(What is expected) Nothing other than the lines from the one containing "Question. The picture above shows the sleeve" through the close of the entries below should be printed, each exactly.

• • • • •

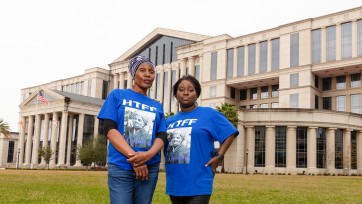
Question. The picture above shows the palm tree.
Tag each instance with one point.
(4, 128)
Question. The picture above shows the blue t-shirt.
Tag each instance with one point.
(191, 137)
(138, 119)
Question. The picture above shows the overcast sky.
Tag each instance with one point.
(46, 40)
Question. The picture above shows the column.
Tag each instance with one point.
(347, 152)
(291, 150)
(29, 140)
(53, 141)
(21, 140)
(191, 66)
(330, 152)
(80, 136)
(62, 139)
(70, 139)
(270, 150)
(34, 161)
(115, 80)
(250, 148)
(312, 150)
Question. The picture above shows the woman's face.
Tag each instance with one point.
(144, 77)
(186, 94)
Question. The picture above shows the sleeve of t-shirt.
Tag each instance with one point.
(109, 109)
(222, 127)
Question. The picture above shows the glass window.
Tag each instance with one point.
(341, 103)
(356, 103)
(259, 147)
(294, 100)
(316, 46)
(341, 82)
(230, 63)
(280, 146)
(346, 40)
(294, 50)
(251, 59)
(331, 43)
(241, 61)
(275, 54)
(263, 60)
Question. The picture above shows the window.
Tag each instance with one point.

• • • • •

(Exercise output)
Question. The picture above shows the sleeve of t-shirt.
Tag each instance with one point.
(109, 109)
(222, 127)
Question. The picture above shows the glass window.
Tag each instance with one point.
(341, 103)
(356, 103)
(259, 147)
(294, 100)
(316, 46)
(341, 82)
(230, 63)
(280, 146)
(346, 40)
(294, 50)
(251, 59)
(331, 43)
(241, 61)
(275, 54)
(263, 60)
Question. The picture above shows the window.
Tag each instance with one point.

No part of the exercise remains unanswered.